> _EXTRACTED TEXT_
Pages

Friday, August 01, 2014

Netflix's Mixed Bill of Fare

Netflix, a bargain Internet venue featuring a cornucopia of movies and TV series for a minimal monthly charge, is a craps shoot, a spin of the roulette wheel, what winning or losing card emerges from the banker's baccarat shoe.

One thing you can depend on before a movie unreels, European or American, is a series of initial credits: Widget Cinema….in association with Piglet Productions….A Floyd Floozy Film….in cooperation with the Film Board of Patagonia….A Wholesome Fare Film…..a Cayman Island Entertainment Production….together with Melody Lane LLC…..in partnership with Howling Banshees Studios….Handcrafted Cinema Company….and on and on, each with its own animated graphics. One almost falls asleep waiting for the cast and directorial credits. For a person who grew up with the MGM lion, the Columbia lady, Paramount's Mount Everest, and even the British Rank/Ealing Studios muscle man hitting a giant gong, and other signature production credits, the parade of entities responsible for most of the movies offered by Netflix is disconcerting. But, apparently that's "progress."

> _EXERCISE SET_
1 - Please condense the paragraph of the Netflix post that begins "One thing you can depend on" into a short bulleted list that keeps its main facts.
2 - Carry on the Netflix post from the end of its last paragraph, in the same voice.
The rows after this are separate material, unrelated to the Netflix post.

> _RECORD SET_
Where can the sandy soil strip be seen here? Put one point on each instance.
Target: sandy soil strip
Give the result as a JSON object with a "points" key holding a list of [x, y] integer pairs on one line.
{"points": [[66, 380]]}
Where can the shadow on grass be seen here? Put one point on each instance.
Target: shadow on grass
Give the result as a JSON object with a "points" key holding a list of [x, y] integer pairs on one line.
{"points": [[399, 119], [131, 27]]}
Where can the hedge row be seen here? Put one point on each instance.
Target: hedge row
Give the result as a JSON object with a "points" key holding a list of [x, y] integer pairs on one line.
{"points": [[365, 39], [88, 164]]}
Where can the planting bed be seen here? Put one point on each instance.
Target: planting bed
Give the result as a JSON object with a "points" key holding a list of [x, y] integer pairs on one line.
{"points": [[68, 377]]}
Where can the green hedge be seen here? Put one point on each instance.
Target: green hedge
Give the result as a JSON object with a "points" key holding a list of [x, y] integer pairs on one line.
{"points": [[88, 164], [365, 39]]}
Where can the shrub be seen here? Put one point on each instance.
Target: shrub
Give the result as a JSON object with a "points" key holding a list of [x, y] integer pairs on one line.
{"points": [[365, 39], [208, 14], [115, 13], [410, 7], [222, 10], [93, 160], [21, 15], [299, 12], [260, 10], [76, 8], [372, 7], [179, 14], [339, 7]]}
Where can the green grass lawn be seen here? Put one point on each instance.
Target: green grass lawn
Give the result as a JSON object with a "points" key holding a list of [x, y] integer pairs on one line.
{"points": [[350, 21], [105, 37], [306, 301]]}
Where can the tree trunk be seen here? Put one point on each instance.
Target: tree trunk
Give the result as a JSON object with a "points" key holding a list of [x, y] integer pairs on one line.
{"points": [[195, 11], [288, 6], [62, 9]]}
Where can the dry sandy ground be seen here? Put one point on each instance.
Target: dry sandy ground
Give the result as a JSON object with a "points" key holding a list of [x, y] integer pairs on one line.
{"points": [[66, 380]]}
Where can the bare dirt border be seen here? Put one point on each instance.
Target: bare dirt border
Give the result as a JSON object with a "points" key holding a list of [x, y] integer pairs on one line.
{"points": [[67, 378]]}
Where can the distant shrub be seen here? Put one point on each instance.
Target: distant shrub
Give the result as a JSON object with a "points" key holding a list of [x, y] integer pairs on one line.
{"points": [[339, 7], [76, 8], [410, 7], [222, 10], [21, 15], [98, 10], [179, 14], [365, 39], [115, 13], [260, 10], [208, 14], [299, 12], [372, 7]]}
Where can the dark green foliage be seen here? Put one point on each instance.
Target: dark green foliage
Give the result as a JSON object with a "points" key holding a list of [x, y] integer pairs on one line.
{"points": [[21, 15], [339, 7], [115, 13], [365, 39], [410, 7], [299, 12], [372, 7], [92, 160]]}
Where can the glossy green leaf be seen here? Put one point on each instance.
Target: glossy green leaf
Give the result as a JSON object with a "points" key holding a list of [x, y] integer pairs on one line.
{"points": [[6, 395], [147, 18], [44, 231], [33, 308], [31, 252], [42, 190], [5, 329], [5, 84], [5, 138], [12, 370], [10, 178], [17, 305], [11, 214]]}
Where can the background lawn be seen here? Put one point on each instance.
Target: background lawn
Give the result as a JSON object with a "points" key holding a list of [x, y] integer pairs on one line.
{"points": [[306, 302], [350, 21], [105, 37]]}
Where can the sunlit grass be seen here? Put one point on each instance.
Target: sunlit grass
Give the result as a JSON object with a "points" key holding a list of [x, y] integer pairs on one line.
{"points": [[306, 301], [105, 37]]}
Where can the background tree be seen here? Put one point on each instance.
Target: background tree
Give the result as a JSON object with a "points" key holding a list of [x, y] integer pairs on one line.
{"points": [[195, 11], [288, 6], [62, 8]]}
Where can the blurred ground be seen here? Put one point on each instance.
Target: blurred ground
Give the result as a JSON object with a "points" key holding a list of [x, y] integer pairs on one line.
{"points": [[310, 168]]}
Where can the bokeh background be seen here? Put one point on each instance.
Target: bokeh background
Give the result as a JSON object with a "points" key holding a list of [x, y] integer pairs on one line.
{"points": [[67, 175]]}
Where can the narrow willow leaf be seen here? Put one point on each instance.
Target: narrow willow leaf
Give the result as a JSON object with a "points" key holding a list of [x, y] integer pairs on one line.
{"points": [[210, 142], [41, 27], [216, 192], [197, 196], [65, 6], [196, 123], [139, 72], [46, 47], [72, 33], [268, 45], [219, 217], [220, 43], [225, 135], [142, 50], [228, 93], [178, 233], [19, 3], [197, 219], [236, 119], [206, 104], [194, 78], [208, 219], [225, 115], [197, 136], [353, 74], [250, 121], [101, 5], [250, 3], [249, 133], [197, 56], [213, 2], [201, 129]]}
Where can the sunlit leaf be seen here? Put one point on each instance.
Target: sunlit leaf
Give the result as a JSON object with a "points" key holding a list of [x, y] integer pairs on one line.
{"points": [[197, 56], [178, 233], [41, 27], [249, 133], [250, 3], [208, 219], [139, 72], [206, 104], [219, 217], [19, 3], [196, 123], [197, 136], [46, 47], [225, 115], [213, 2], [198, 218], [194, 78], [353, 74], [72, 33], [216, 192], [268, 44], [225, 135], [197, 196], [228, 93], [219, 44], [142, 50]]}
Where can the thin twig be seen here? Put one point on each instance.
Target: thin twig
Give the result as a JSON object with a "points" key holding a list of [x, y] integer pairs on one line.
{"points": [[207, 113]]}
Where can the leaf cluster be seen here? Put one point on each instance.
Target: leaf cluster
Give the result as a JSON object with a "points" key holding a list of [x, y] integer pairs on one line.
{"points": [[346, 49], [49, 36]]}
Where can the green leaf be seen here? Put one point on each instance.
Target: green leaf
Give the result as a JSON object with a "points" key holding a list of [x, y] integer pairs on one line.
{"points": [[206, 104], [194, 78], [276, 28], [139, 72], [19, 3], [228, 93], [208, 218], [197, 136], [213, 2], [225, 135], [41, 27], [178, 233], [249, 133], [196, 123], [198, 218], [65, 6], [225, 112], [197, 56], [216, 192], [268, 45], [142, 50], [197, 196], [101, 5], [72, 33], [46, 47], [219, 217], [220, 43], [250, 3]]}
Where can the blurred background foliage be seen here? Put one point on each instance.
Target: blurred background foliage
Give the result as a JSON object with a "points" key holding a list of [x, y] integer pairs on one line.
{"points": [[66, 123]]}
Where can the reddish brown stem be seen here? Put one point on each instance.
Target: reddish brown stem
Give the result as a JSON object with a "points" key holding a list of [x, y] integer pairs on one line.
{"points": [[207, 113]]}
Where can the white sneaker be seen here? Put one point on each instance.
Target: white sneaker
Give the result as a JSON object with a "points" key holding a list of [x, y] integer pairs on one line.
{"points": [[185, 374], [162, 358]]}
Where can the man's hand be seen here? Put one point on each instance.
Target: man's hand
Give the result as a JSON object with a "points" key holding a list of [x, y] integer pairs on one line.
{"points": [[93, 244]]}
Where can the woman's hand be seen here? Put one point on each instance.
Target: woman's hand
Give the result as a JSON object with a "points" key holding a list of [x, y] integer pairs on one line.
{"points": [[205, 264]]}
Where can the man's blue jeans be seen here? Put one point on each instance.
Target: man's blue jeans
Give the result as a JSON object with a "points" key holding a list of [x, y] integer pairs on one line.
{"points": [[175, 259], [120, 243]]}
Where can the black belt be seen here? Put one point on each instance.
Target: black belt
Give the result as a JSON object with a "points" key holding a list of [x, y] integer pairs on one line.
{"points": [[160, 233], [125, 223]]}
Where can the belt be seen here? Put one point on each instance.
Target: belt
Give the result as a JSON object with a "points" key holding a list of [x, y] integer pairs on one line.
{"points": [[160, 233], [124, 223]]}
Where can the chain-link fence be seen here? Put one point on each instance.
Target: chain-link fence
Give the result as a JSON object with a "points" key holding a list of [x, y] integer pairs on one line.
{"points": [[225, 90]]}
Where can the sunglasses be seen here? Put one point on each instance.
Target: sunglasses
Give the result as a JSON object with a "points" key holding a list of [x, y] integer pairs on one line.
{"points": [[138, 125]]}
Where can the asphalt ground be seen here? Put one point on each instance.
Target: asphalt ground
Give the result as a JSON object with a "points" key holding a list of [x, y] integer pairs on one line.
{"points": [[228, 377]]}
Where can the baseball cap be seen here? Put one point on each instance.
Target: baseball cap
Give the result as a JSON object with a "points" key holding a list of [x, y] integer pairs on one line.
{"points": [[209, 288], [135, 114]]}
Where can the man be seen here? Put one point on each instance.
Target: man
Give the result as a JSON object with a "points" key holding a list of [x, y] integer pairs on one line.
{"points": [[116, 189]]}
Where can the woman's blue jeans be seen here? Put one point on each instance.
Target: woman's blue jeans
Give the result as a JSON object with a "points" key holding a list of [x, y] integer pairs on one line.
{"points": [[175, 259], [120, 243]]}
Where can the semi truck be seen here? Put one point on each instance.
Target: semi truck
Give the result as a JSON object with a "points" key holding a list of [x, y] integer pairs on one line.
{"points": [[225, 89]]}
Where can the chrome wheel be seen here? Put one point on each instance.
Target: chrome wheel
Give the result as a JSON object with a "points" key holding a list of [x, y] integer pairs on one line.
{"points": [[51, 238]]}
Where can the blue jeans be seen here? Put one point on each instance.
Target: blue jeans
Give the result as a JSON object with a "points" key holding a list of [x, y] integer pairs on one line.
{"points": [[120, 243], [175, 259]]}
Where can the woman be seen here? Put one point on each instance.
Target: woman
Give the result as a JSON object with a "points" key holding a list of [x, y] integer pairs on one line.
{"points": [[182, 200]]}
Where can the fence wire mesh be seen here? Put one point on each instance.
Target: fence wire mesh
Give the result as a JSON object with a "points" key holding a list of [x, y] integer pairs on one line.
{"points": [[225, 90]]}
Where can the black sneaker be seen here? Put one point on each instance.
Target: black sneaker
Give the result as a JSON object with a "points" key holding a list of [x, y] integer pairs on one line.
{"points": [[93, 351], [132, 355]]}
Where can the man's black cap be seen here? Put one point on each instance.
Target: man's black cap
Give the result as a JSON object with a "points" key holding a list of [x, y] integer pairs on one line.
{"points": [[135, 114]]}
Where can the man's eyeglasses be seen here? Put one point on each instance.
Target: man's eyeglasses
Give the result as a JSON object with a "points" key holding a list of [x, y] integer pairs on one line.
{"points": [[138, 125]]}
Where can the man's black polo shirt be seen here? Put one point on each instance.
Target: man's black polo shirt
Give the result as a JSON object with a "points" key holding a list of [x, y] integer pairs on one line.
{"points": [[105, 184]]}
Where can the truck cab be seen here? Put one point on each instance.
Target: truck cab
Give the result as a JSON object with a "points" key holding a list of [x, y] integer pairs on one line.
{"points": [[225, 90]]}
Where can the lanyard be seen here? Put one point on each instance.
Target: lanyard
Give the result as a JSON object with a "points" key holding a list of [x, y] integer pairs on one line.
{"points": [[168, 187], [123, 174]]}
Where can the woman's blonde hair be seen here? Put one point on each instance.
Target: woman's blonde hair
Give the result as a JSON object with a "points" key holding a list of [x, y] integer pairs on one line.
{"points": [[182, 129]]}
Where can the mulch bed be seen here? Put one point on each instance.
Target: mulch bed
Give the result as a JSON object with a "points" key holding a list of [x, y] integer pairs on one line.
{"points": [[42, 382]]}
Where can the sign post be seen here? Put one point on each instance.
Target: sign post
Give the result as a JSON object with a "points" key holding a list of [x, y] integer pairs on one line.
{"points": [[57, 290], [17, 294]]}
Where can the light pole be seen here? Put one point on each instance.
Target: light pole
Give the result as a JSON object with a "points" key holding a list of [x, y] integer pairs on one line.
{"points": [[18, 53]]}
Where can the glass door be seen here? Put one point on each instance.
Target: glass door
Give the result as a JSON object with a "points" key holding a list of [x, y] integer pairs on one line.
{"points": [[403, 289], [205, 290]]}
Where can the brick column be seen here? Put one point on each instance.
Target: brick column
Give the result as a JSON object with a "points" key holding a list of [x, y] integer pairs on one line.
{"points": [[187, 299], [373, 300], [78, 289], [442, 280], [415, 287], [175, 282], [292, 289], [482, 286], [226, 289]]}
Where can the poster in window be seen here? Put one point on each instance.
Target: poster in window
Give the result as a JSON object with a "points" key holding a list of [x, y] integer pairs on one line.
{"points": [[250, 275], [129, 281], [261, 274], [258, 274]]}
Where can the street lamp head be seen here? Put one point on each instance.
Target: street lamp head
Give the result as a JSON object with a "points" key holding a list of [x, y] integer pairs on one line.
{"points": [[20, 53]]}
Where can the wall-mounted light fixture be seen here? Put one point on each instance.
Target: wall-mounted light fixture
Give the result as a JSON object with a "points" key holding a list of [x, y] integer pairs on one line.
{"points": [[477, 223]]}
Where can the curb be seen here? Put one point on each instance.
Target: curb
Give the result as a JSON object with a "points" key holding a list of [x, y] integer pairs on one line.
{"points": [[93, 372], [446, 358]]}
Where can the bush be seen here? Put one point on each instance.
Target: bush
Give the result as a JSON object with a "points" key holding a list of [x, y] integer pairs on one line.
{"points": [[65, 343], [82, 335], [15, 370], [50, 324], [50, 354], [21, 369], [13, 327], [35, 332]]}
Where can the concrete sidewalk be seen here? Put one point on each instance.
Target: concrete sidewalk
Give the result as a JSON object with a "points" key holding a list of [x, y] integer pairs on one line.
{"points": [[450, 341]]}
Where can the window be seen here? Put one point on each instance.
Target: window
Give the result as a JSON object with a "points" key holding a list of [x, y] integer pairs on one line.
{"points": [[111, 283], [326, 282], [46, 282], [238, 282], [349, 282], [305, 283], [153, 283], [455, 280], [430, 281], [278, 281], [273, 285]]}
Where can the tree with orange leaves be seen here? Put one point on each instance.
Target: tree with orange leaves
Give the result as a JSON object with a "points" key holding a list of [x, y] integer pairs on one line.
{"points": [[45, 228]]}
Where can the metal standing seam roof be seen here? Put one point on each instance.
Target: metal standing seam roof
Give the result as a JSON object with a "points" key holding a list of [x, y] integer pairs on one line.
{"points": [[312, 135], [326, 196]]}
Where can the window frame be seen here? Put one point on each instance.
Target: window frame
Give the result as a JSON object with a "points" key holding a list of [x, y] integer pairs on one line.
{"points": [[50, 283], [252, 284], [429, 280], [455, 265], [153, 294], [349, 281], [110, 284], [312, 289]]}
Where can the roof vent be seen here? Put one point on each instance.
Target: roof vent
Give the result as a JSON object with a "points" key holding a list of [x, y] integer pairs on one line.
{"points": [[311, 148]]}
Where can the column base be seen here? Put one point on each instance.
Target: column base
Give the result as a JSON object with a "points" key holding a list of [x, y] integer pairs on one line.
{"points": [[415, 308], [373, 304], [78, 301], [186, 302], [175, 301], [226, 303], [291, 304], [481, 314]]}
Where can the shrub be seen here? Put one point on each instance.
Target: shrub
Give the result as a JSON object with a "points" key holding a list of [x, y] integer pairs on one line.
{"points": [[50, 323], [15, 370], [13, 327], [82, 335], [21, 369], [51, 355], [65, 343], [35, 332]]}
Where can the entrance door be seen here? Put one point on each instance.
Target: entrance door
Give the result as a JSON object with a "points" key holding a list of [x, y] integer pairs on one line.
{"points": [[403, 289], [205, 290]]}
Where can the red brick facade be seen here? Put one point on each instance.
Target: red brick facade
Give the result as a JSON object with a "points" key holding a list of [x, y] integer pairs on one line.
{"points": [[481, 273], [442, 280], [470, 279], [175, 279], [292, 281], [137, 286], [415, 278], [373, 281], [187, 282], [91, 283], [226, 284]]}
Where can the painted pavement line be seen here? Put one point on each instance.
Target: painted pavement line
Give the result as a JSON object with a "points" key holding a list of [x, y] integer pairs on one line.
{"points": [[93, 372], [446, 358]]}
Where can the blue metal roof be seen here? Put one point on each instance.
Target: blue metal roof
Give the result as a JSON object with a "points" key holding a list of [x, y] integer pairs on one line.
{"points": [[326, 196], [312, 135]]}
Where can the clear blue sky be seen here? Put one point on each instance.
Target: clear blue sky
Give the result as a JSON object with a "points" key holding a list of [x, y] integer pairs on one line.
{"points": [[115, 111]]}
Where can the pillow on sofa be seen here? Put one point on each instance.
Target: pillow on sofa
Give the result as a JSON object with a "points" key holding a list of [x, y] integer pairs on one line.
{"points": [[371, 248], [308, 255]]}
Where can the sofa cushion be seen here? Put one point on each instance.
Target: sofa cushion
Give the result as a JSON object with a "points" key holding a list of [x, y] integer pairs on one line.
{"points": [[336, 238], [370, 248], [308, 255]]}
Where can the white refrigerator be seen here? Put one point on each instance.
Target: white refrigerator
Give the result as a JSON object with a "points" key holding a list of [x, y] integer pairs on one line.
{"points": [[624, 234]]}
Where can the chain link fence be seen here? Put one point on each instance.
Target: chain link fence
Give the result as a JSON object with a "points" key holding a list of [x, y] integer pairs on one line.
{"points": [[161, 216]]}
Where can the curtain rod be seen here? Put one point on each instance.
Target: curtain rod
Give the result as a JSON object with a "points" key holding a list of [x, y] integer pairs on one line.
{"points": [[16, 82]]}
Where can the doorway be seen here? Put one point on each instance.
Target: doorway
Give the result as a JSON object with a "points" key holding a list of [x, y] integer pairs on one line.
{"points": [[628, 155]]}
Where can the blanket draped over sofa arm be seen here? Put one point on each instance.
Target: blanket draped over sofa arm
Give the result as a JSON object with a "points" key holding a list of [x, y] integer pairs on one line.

> _RESPONSES TO THE TASKS_
1 -
- Every movie, European or American, opens with a long series of production-company credits, such as Widget Cinema, Piglet Productions and Howling Banshees Studios, each with its own animated graphics.
- The wait for the cast and directorial credits is long enough to nearly put a viewer to sleep.
- Someone who grew up with signature credits like the MGM lion, the Columbia lady, Paramount's Mount Everest and the Rank/Ealing Studios muscle man hitting a gong finds this parade of entities behind most Netflix movies disconcerting.
- Apparently, that's "progress."

2 -
After a movie has been made, do these entities vanish like puffballs, or go airborne like dandelion seeds, or roll out of sight like tumbleweeds? Are they intertwined tax dodges, or cinematic pyramid schemes? I have yet to see a single "associated with" name reappear in the credits of any of the independent productions. Major producers, such as TriStar with its white Pegasus, limit such credits to one or two before introducing the major producer. And the older MGM and RKO credits, for example, put the "associated" entities in parenthetical positions somewhere around the major studio's name. One never really notices them.

That complaint being lodged, here are some appraisals of a handful of Netflix's offerings.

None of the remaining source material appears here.